GIVEN INSTRUCTION: In one to three sentences, explain why, according to the forum thread, the writeInt line compiles when beg_pos_tag and end_pos_tag are hard-coded but fails with the computed values.

Now if I comment the line that does not compile and run the program, I get the following output:

Type of end_pos_name: usize - value: 27
Type of beg_pos_tag: usize - value: 27
Type of end_pos_tag: usize - value: 29
Type of end_pos_name: usize - value: 27
Type of beg_pos_tag: usize - value: 29
Type of end_pos_tag: usize - value: 31

Which is indeed the types and values I expect. So I’m pretty confused as to why the writeInt function does not like them.

When I replace the values of beg_pos_tag and end_pos_tag with hard-coded values like:

const beg_pos_tag: usize = 100;
const end_pos_tag: usize = 102;

It then works. But I don’t understand why.

Could someone explain the reason why it’s not working?

Whether the slice operation buf[start..end] returns a slice with a runtime-known length []u8 or a pointer to an array with a comptime-known length *[2]u8 depends on whether or not the bounds are comptime-known. To illustrate, try compiling the following program:

pub fn main() void {
    var buf = [1]u8{0} ** 16;

    // comptime-known
    const c_start: usize = 4;
    const c_end: usize = c_start + 2;
    const c_slice = buf[c_start..c_end];

    @compileLog(c_start, c_end, c_slice);

    // runtime-known
    var r_start: usize = undefined;
    r_start = 4;
    const r_end: usize = r_start + 2;
    const r_slice = buf[r_start..r_end];

    @compileLog(r_start, r_end, r_slice);
}

Compile Log Output:
@as(usize, 4), @as(usize, 6), @as(*[2]u8, [runtime value])
@as(usize, [runtime value]), @as(usize, [runtime value]), @as([]u8, [runtime value])

Note that the type of the slice is different between the two.

However, there’s a trick you can use to get a slice with a runtime-known start but a comptime-known length to return a pointer to an array: buf[start..][0..length]

This means that if you rewrite the offending line as

std.mem.writeInt(u16, self.buf_cur_item[beg_pos_tag..][0..2], thing.tags[i], little_end);

the slice operation will return a *[2]u8 and the compile error will go away.

end_pos_tag ultimately depends on a runtime value (i), so it is a runtime value itself. When slicing this way, you are losing the comptime information that the slice len is always 2. Instead, you want to do this:

self.buf_cur_item[beg_pos_tag..][0..2]

Note that concatenating slices like this has special handling by the compiler. This way, the compiler will convert the slice to a pointer to a 2-long array.

LISTED RECORDS:

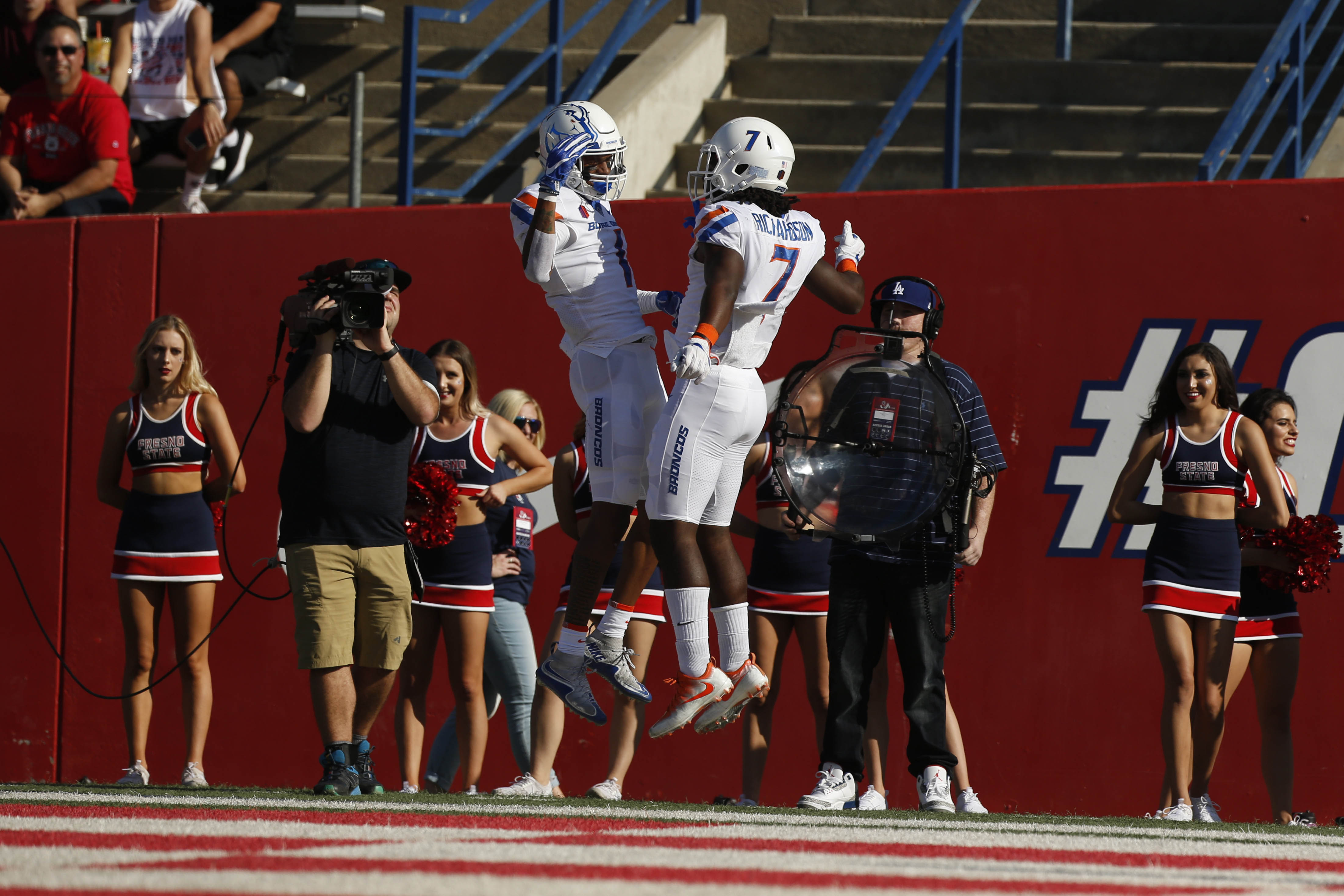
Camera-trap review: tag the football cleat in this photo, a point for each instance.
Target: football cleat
(835, 788)
(748, 683)
(935, 791)
(612, 660)
(566, 676)
(525, 786)
(1206, 809)
(968, 801)
(693, 696)
(609, 789)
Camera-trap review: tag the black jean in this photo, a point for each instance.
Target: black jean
(865, 594)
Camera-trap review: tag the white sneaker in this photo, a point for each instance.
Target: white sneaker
(691, 699)
(194, 777)
(871, 800)
(835, 788)
(136, 777)
(935, 791)
(748, 682)
(1206, 809)
(525, 786)
(566, 676)
(968, 801)
(608, 789)
(1181, 812)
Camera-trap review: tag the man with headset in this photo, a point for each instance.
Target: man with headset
(871, 584)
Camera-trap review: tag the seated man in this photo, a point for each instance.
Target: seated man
(160, 60)
(18, 27)
(70, 131)
(253, 39)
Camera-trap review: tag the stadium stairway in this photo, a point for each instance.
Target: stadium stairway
(300, 154)
(1148, 87)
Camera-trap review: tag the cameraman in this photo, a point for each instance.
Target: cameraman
(910, 586)
(351, 412)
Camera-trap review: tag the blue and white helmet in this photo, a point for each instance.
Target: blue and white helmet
(745, 152)
(581, 116)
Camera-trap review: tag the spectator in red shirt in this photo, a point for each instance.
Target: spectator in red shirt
(70, 130)
(18, 26)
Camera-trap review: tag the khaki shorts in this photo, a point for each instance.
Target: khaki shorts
(351, 605)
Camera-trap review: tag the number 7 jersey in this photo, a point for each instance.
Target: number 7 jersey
(779, 254)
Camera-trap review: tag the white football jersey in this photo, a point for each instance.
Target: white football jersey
(592, 287)
(779, 253)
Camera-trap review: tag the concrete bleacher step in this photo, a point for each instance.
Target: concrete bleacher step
(1026, 39)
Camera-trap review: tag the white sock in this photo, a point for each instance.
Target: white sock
(690, 612)
(572, 640)
(615, 621)
(191, 186)
(734, 647)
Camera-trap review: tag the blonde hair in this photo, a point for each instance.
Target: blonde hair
(191, 377)
(510, 402)
(470, 404)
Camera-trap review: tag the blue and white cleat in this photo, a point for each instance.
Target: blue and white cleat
(611, 659)
(566, 676)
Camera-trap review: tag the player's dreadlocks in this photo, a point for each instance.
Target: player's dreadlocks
(777, 205)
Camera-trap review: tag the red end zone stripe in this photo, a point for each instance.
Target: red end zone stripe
(699, 876)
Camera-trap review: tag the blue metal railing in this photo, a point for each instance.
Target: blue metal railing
(638, 14)
(1287, 54)
(948, 45)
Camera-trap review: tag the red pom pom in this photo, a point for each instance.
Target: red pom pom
(1312, 543)
(432, 505)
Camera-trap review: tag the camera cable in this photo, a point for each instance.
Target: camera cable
(223, 530)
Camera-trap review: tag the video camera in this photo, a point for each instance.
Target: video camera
(357, 292)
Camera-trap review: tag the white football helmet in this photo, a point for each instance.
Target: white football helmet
(574, 117)
(745, 152)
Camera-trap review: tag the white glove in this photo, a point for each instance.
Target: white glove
(693, 362)
(849, 246)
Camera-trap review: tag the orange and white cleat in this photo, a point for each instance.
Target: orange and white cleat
(748, 683)
(693, 696)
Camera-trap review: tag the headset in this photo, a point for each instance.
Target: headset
(933, 318)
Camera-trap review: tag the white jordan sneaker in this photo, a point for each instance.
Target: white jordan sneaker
(748, 683)
(525, 786)
(136, 777)
(835, 788)
(968, 801)
(608, 789)
(194, 777)
(873, 801)
(693, 696)
(1206, 809)
(935, 791)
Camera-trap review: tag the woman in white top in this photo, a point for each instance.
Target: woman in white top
(162, 54)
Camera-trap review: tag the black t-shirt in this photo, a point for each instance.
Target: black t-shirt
(346, 481)
(228, 15)
(500, 522)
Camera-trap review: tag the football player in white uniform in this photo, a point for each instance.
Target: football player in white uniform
(750, 257)
(574, 249)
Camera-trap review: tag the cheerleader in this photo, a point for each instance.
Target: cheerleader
(166, 542)
(459, 587)
(1269, 630)
(573, 507)
(1193, 573)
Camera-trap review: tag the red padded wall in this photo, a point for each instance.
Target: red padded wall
(41, 264)
(1053, 669)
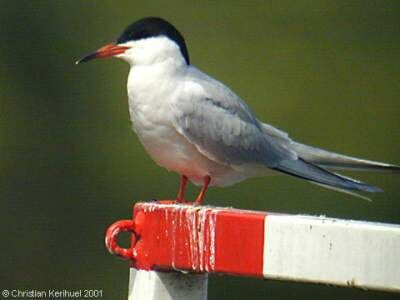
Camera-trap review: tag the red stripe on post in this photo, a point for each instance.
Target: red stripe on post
(198, 239)
(240, 242)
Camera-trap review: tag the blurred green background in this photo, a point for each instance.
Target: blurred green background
(328, 72)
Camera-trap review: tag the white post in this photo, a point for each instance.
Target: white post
(154, 285)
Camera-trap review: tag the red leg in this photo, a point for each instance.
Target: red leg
(206, 182)
(182, 188)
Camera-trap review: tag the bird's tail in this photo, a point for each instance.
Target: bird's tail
(309, 171)
(333, 160)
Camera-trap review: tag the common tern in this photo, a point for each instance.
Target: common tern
(194, 125)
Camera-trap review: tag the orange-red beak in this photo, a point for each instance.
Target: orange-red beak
(106, 51)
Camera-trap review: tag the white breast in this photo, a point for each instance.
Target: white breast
(149, 96)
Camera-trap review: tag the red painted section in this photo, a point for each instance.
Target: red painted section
(240, 237)
(112, 235)
(195, 238)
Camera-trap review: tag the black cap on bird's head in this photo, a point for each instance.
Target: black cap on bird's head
(144, 28)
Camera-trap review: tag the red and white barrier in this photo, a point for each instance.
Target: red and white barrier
(200, 239)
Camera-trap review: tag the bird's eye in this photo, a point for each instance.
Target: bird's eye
(140, 35)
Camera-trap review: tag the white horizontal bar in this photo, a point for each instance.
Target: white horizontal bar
(332, 251)
(154, 285)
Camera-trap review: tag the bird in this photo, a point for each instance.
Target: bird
(196, 126)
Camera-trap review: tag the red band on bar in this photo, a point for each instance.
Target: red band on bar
(197, 239)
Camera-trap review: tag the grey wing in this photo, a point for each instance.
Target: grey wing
(222, 127)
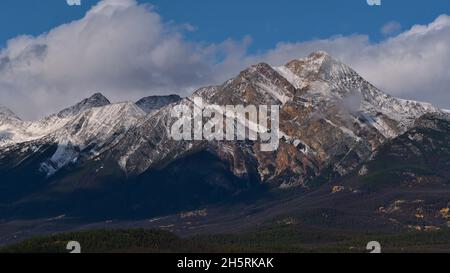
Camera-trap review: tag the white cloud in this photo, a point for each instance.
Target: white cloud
(390, 28)
(126, 51)
(120, 48)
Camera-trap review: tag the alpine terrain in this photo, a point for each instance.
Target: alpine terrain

EXPECTED ANSWER: Whether buf[start..end] returns a runtime-length []u8 or a *[2]u8 depends on whether the bounds are comptime-known. The computed end_pos_tag depends on the runtime value i, so it is a runtime value, and the slice loses the comptime information that its length is always 2. With hard-coded constants, the bounds are comptime-known, so the slice is a pointer to a 2-long array and the compile error goes away.